───── PASSAGE

I dont have a problem doing that even if its a waste of our time !! but if you re -torque on aluminum lugs once its done and then you come back and tighten it again they sometimes strip out not all the time just one or two out of say 50 lugs this is a common problem which can cost us lots of time replacen lugs .

Just wondering what you guys do at your inspections and if you have the same problem ? Also any input on torque after a bolt or lug is torqued what about re tightening the same is this ok or is this a issue . Best to yas


----------



## 480sparky (Sep 20, 2007)

If the expector wants to hear the click on each and every lug, don't torque it to the specs the first time. If the lug requires, say, 250 in-pounds, torque it to 175 or 200. Then, when the expector comes along, you 'finish the job' and torque it to specs.


----------



## paul d. (Jul 13, 2008)

nick, we're getting into this same thing in the next few weeks. AND we're using al wire. i dont know the solution. loosen , then re-torque????:001_huh: dont know if thats a good thing. we'll see.


----------



## nick (Feb 14, 2008)

Well 480 yes good point like that!! 

We had no clue to what this inspector was trying to prove but i guess hes by the book kinda guy meaning about his job . 


Paul ill send him your way next week good luck .This lug snapping or strippin out has been around for years buts it not a everyday kinda thing its just on them special times when you get a bad lug ya they do make bad lugs.

But you cant explain that to the snot nose youngster inspector he is a county official and my crew says he looks like a FBI agent or maybe secret service has a ear plug cell and a badge on his belt . take care


----------



## wildleg (Apr 12, 2009)

──────────

TASK INSTRUCTIONS:
Carry on the forum thread about re-torquing aluminum lugs for an inspector from the point where it stops.

───── DATA EXCERPT

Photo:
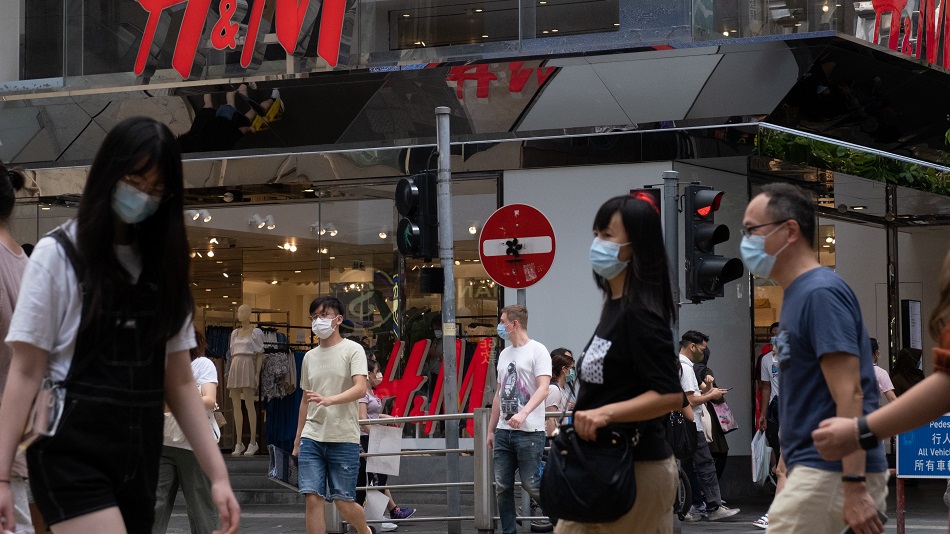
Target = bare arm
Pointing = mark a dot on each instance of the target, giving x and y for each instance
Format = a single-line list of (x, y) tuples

──────────

EXERCISE ANSWER:
if the torque wrench clicked the first time you tightened it, shouldn't it click right away when you go to tighten it at the same torque ? I wouldn't worry too much about the inspector, after he starts getting behind in his work he'll stop checking every lug.


----------



## 220/221 (Sep 25, 2007)

How do you get anything accomplished working like that?

An inspector checks torque on every lug? It seems like an inspector would have to follow me around all day long or I would have to go back to the work I'd already done, open it up and redo it for his satisfaction.

That's a waste of resources. If I can't properly operate a screwdriver/wrench, maybe I should be doing something else.:jester:

Inspecting maybe :laughing:


----------



## nick (Feb 14, 2008)

wildleg said:


> if the torque wrench clicked the first time you tightened it, shouldn't it click right away when you go to tighten it at the same torque ? I wouldn't worry too much about the inspector, after he starts getting behind in his work he'll stop checking every lug.



Well yes it should but i believe most torque applied to a lug meaning a lug with wire in it is a lot different then a bolt and nut ?
Meaning theres a lot of error in this process kinda not real accurate or precise !! 

When compressing that soft cooper in a lug it does not stay tight like temperature to me can change coppers shape. But i really believe its the lug there not harden steel there just threaded by metal & aluminum once you stress them thats it i think some are not mechanically sound .

Meaning the quality control at the plant was not checked that day . Ill bet if i sent our inspector up to that plant that makes the lugs he would striaghten out the whole mess !! Well we dont usally have a inspector who test every lug we do our work like you do this is a new to us !! Best to ya


----------



## paul d. (Jul 13, 2008)

good point , nick. torque on bolts/ nuts is completely different than wire, BUT the torque charts we use that are on the gear are for the hardware, NOT the wire. somehow my boss figured that 750 al should be torqed at 41 ft. lbs. ( ? ) too tight !!!! but he IS the boss. oh well.


----------



## nick (Feb 14, 2008)

paul d. said:


> good point , nick. torque on bolts/ nuts is completely different than wire, BUT the torque charts we use that are on the gear are for the hardware, NOT the wire. somehow my boss figured that 750 al should be torqed at 41 ft. lbs. ( ? ) too tight !!!! but he IS the boss. oh well.


Paul , the torque we use is found on the breaker front its shows the wire size to torque for each wire & lug size that applies to that breaker .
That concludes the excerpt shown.